Lettura allegorica dei mutanti più famosi dei fumetti
“The X-Men are hated, feared and despised collectively by humanity for no other reason than that they are mutants. So what we have here, intended or not, is a book that is about racism, bigotry and prejudice.” —Uncanny X-Men writer Chris Claremont, 1981
Siamo reduci, nel bene e nel male, dalla visione di X-Men Apocalypse, la ristrutturazione dell’universo Marvel ha preso in pieno anche le pagine delle testate dedicate ai nostri Mutanti preferiti e quindi non c’è momento migliore per sederci qui intorno al fuoco e approfondire un aspetto tra i più chiacchierati della creazione di Stan Lee e Jack Kirby, quello allegorico, sotterraneo (e neanche tanto) che permea la filosofia narrativa dell’intera saga.

> [Obiettivo dell'esercizio]
Rispondi alle domande sul brano relativo agli X-Men:
1. A chi è attribuita la citazione in inglese riportata in apertura, e con quale data?
2. Quale film viene indicato come appena visto?
3. Chi sono i creatori menzionati per i Mutanti?

> [Dati forniti]
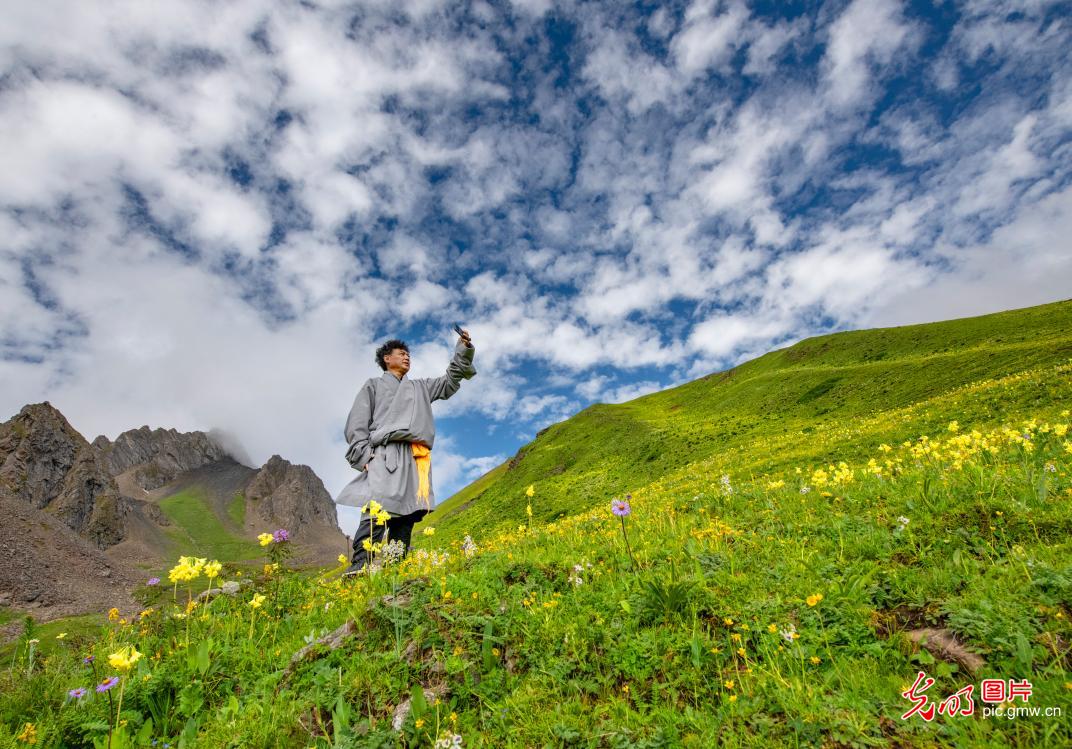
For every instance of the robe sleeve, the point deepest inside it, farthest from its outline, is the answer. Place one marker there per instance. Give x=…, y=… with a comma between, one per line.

> [Soluzione]
1. A Chris Claremont, sceneggiatore di Uncanny X-Men, 1981.
2. X-Men Apocalypse.
3. Stan Lee e Jack Kirby.